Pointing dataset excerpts
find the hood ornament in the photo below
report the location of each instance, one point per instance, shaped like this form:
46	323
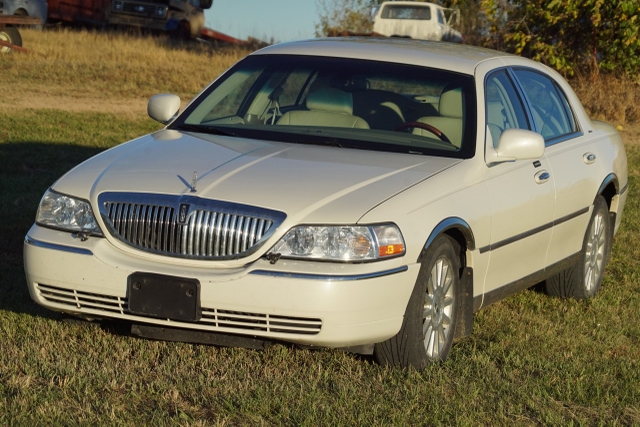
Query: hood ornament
194	182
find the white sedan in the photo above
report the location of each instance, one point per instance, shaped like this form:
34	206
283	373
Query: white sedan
367	194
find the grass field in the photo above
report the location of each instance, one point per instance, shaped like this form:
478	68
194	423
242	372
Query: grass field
532	360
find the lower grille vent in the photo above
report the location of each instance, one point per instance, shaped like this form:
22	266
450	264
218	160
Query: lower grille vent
213	319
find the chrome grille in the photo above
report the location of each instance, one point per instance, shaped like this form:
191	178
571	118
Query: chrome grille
187	227
212	319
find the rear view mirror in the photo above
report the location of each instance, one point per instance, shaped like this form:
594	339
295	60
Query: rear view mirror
163	108
515	144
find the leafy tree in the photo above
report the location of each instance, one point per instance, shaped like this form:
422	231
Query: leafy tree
568	34
337	16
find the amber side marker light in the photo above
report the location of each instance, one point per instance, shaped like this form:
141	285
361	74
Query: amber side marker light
390	250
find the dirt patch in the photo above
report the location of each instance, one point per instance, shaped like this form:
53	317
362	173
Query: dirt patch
133	107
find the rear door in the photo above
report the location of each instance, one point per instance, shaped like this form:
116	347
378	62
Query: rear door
573	160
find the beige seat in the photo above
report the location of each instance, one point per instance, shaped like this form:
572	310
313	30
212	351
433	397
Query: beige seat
328	107
449	122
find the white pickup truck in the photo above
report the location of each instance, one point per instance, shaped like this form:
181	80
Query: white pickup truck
416	20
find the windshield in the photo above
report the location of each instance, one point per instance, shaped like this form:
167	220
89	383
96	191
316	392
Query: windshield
340	102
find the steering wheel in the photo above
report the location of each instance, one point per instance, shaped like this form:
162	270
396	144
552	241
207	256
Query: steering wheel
437	132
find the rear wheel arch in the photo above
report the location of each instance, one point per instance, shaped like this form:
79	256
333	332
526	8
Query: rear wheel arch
610	190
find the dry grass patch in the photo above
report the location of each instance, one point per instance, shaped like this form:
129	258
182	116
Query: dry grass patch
610	98
73	70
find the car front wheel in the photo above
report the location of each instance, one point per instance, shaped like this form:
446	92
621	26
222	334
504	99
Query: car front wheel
428	328
584	279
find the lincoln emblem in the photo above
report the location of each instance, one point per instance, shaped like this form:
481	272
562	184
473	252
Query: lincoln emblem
184	210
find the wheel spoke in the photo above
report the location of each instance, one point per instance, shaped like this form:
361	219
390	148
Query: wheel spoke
447	302
446	320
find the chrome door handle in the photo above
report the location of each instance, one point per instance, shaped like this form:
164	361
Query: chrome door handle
542	177
589	158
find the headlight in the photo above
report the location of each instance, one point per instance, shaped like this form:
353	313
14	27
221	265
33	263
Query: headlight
67	213
341	243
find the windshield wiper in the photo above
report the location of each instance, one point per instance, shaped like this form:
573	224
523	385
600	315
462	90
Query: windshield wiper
213	130
323	142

▸ **Written problem**: Copy the data above line for line, omitting the pictures.

▸ **Full response**:
find the hood ornament in the photo below
report the location of each instance, one point per instance, shaped like this form:
46	323
Query: hood ornament
194	182
find the white sedan in the photo above
report the location of each instance, one point per instance, shaped like this form:
34	206
283	373
Query: white sedan
367	194
find the grass field in the photo above
report the location of each instance, one point per instance, shaped like this form:
478	68
194	423
242	372
Query: grass field
532	360
find the lower grille vent in the photo above
report the location of each instance, one point per instance, shaped like this form:
22	266
450	264
218	160
Query: lower grille vent
213	319
find the chrome grille in the photo above
report the location of each instance, one point per instance, shaped like this form:
191	178
571	118
Query: chrome grille
187	227
212	319
find the rear view mirror in the photo above
report the location of each instance, one point per instance, shaped like this form:
594	339
295	60
Query: rear view mirror
163	108
515	144
find the leafy tree in the photo above
report the location of each instance, one point per instance, shaped like this form:
422	231
Query: leafy tree
568	34
337	16
find the amber side marker light in the photo above
report the location of each instance, one point per instance, shaped like this form:
141	285
361	74
Query: amber side marker light
390	250
find the dirt patch in the photo above
report the location of each instance, one point per instance, shaped like this form:
53	317
362	173
Query: dirt patch
133	107
find the rear door in the photo above
report the location of each instance, one point per instance, shaped like this form:
116	347
378	62
Query: rear door
573	160
find the beige seat in the photo above
report the location of each instance, one point per instance, shaped like this form:
572	310
313	30
212	351
433	397
Query: beige seat
328	107
449	122
find the white pickup truck in the photo above
report the location of each instance, one point per instance, shaped like this form:
181	80
Query: white pickup truck
416	20
find the windshield in the photo above
report the location of each instance, one point per instance, shaped like this form:
167	220
89	383
96	191
316	392
Query: windshield
340	102
find the steering wheel in the photo above
report the location of each instance, one point per instance, shaped like this form:
162	270
396	144
552	241
207	256
Query: steering wheel
437	132
find the rear wheel arch in the photo above
report the location of each instance, one point per instance, shaped like this form:
79	256
333	332
526	8
Query: rear wheel arch
610	190
find the dry grass patch in the photo above
report the location of each instance, one point per instance, shaped like this form:
129	258
182	116
Query: dry grass patch
610	98
73	70
find the car front wheel in the photo above
report the location of each instance, one point per instance, shaped like this form:
446	92
621	26
222	334
504	99
Query: car front wheel
428	328
584	279
find the lincoln emblem in the photo above
report the location of each instance, one point per instance, shaped like this form:
481	272
562	184
473	252
Query: lincoln emblem
184	210
find the wheel spoke in the photo above
report the location of each instance, one point per instance, shaped like this form:
361	219
390	148
Query: wheel spoke
447	302
446	320
find the chrome door handle in the photo above
report the location of each instance, one point per instance, shaped like this form:
164	361
Query: chrome door handle
542	177
589	158
find the headlight in the photo above
report the location of each instance, one point per instance, shaped like this form:
353	313
14	27
221	265
33	263
Query: headlight
67	213
341	243
find the windshield wiper in the photo above
report the location of each instance, one point per instance, shaped like this form:
573	224
523	385
600	315
462	90
Query: windshield wiper
213	130
323	142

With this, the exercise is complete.